Begin ENTRIES SHOWN
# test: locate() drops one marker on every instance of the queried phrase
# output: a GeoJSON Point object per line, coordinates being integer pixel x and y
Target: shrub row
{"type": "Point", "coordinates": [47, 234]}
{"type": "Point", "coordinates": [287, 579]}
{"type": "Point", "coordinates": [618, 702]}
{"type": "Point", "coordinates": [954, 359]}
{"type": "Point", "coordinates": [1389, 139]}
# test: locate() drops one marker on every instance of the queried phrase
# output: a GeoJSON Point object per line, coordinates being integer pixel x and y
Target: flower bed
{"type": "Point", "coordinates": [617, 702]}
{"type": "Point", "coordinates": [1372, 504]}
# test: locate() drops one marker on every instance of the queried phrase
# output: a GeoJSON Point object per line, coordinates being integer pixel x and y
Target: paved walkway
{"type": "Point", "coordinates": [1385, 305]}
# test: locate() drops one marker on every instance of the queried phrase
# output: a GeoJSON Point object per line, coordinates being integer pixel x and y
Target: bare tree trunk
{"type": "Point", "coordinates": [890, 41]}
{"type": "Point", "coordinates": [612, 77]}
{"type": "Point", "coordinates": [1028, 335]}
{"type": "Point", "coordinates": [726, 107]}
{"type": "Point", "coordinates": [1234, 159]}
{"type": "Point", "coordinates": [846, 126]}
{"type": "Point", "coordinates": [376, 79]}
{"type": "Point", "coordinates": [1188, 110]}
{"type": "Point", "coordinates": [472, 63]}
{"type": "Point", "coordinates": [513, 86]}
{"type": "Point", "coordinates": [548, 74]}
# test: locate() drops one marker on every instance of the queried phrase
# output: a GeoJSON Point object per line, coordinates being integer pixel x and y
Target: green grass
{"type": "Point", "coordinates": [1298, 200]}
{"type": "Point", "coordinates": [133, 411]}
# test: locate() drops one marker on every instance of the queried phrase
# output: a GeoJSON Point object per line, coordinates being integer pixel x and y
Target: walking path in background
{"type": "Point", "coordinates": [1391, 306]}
End ENTRIES SHOWN
» DIRECTIONS FOR THIS TASK:
Present the lines above as a Markdown table with two columns, Row and Line. Number each row and omit any blank lines.

» TASK ANSWER:
| Row | Line |
|---|---|
| 1 | # test: locate() drops one marker on every instance of the queried phrase |
| 2 | # output: a GeoJSON Point object per line, coordinates being integer pixel x and y |
| 3 | Target: shrub row |
| 4 | {"type": "Point", "coordinates": [47, 234]} |
| 5 | {"type": "Point", "coordinates": [287, 579]} |
| 6 | {"type": "Point", "coordinates": [618, 702]} |
| 7 | {"type": "Point", "coordinates": [954, 359]} |
| 8 | {"type": "Point", "coordinates": [1389, 139]} |
| 9 | # test: locate() drops one marker on every instance of the queried phrase |
| 10 | # output: a GeoJSON Point object per line, coordinates being integer pixel x and y |
| 11 | Target: flower bed |
| 12 | {"type": "Point", "coordinates": [617, 702]} |
| 13 | {"type": "Point", "coordinates": [1372, 504]} |
| 14 | # test: locate() drops one marker on every instance of the queried phrase |
| 15 | # output: a GeoJSON Point object per line, coordinates being integer pixel x and y |
| 16 | Target: paved walkway |
| 17 | {"type": "Point", "coordinates": [1385, 305]} |
| 18 | # test: locate() drops one marker on every instance of the queried phrase |
| 19 | # output: a GeoJSON Point object per line, coordinates being integer pixel x and y |
| 20 | Target: bare tree trunk |
| 21 | {"type": "Point", "coordinates": [890, 41]} |
| 22 | {"type": "Point", "coordinates": [612, 77]} |
| 23 | {"type": "Point", "coordinates": [1028, 335]} |
| 24 | {"type": "Point", "coordinates": [726, 107]} |
| 25 | {"type": "Point", "coordinates": [1234, 159]} |
| 26 | {"type": "Point", "coordinates": [846, 126]} |
| 27 | {"type": "Point", "coordinates": [376, 79]} |
| 28 | {"type": "Point", "coordinates": [1188, 110]} |
| 29 | {"type": "Point", "coordinates": [472, 63]} |
| 30 | {"type": "Point", "coordinates": [513, 86]} |
| 31 | {"type": "Point", "coordinates": [548, 74]} |
| 32 | # test: locate() drops one marker on every instance of the queried phrase |
| 33 | # output: a GeoJSON Point object per line, coordinates being integer pixel x and y |
| 34 | Target: green grass |
| 35 | {"type": "Point", "coordinates": [1298, 200]} |
| 36 | {"type": "Point", "coordinates": [133, 411]} |
| 37 | # test: locate() drops one marker on every instance of the queried phrase |
| 38 | # output: a GeoJSON Point object per line, coordinates being integer pixel x and y |
| 39 | Target: walking path in background |
| 40 | {"type": "Point", "coordinates": [1391, 306]} |